--- START TEXT TO READ ---

In the final few days of September, the U.S. and global allies issued a number of sanctions and export controls against actors who have supported Russia’s referendums in Ukraine and related attempts to annex four Ukrainian territories. The referendums have been condemned by the Group of 7 (G7) nations, which committed to imposing further economic costs on individuals and entities both inside and outside of Russia.
The latest measures include actions by the Office of Treasury’s Office of Foreign Assets Control (OFAC), the U.S. Department of Commerce’s Bureau of Industry and Security (BIS), the U.S. Department of State, and the United Kingdom (UK) Office of Financial Sanctions Implementation (OFSI), as well as further announcements from the European Union (EU), described in turn below.
Office of Foreign Assets Control
On September 30, OFAC added individuals and entities to the Specially Designated National (SDN) list for their involvement in the annexation of Ukrainian territory. This included 14 persons in Russia’s military-industrial complex, among them two international suppliers, three key leaders of Russia’s financial infrastructure, and immediate family members of some of senior Russian officials, as well as 278 members of Russia’s legislature.

--- END TEXT TO READ ---

AIM>
Please answer these questions from the sanctions text:
1. Which group of nations condemned the referendums?
2. On what date did OFAC add individuals and entities to the SDN list?
3. How many members of Russia's legislature did OFAC add?

--- START DATA LISTING ---

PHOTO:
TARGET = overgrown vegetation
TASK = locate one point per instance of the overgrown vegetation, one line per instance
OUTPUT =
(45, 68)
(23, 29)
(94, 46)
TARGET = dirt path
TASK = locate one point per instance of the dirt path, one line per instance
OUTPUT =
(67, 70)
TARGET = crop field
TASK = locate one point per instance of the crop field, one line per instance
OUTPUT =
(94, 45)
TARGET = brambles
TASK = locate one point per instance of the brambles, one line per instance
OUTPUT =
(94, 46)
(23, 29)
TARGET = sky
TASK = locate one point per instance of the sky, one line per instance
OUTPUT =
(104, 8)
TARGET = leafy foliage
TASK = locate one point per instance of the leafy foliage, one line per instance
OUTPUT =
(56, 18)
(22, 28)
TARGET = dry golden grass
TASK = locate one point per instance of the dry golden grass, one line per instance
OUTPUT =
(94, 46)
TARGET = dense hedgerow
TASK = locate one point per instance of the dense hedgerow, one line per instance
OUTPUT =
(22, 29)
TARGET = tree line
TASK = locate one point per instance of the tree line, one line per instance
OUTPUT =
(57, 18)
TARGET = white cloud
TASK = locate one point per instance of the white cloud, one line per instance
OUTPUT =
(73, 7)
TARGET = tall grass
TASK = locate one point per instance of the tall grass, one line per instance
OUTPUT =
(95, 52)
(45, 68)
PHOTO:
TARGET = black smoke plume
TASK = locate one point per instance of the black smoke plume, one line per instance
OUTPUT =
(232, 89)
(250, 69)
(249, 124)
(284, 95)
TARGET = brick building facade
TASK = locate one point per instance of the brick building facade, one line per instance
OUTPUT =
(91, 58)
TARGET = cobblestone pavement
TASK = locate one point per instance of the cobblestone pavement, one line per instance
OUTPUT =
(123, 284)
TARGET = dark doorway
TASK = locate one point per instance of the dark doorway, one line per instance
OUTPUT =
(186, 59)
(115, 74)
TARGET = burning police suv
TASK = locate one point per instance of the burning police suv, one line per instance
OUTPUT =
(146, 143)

--- END DATA LISTING ---

CORRECT RESPONSE>
1. The Group of 7 (G7) nations
2. September 30
3. 278